== Required work ==
Quote the data below line for line, leaving out the pictures.

########################################

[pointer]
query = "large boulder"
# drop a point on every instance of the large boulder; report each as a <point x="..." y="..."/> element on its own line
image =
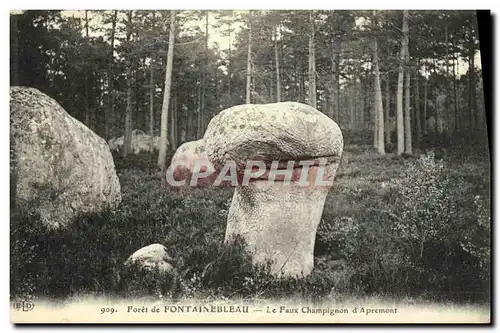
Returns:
<point x="59" y="167"/>
<point x="151" y="258"/>
<point x="277" y="214"/>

########################################

== Exercise response ==
[pointer]
query = "large boulder"
# drop a point on every instance of the large boulder; report each as a <point x="..." y="..."/> element on its own line
image =
Returns:
<point x="59" y="167"/>
<point x="151" y="258"/>
<point x="277" y="214"/>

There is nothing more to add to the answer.